# PROBLEM TO SOLVE
Keep every word the same. Repeat the records without their images.
═══ SUPPLIED MATERIAL
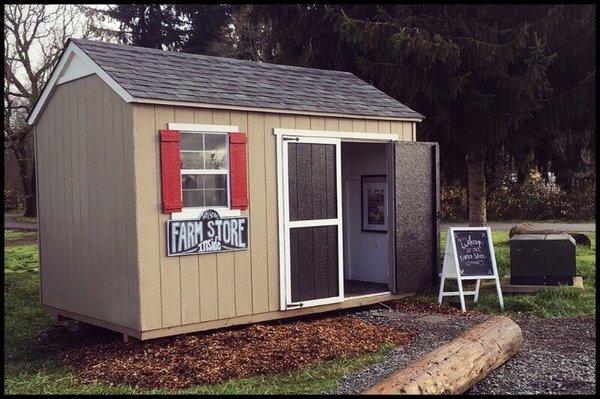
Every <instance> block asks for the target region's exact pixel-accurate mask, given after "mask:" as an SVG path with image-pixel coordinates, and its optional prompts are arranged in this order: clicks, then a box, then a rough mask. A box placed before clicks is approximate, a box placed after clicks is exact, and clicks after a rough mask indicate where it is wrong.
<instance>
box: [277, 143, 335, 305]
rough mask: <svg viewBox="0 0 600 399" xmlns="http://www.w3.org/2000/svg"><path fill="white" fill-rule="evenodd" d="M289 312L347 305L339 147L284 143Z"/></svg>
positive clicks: (321, 143)
mask: <svg viewBox="0 0 600 399" xmlns="http://www.w3.org/2000/svg"><path fill="white" fill-rule="evenodd" d="M282 145H283V148H282V171H281V172H282V174H283V211H284V212H283V213H284V241H285V242H284V257H285V287H284V288H285V298H286V306H285V308H286V309H292V308H298V307H307V306H314V305H323V304H327V303H334V302H340V301H342V300H343V278H344V277H343V270H344V269H343V239H342V237H343V236H342V198H341V143H340V140H339V139H328V138H313V137H310V138H305V137H283V139H282Z"/></svg>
══════
# RESULT OF THIS EXERCISE
Every <instance> block asks for the target region's exact pixel-accurate mask, given after "mask:" as an SVG path with image-pixel coordinates, and its optional prompts are arranged in this order: clicks, then a box, then a rough mask. A box placed before clicks is approximate, a box placed after clicks is exact, and clicks after a rough mask indicate where it is wrong.
<instance>
box: [277, 143, 335, 305]
rough mask: <svg viewBox="0 0 600 399" xmlns="http://www.w3.org/2000/svg"><path fill="white" fill-rule="evenodd" d="M289 312L347 305L339 147L284 143Z"/></svg>
positive clicks: (321, 143)
mask: <svg viewBox="0 0 600 399" xmlns="http://www.w3.org/2000/svg"><path fill="white" fill-rule="evenodd" d="M282 145H283V148H282V171H281V172H282V174H283V211H284V212H283V213H284V241H285V242H284V257H285V287H284V288H285V298H286V306H285V308H286V309H292V308H298V307H307V306H314V305H323V304H327V303H334V302H340V301H342V300H343V278H344V277H343V270H344V269H343V239H342V237H343V236H342V198H341V143H340V140H339V139H328V138H313V137H310V138H305V137H283V139H282Z"/></svg>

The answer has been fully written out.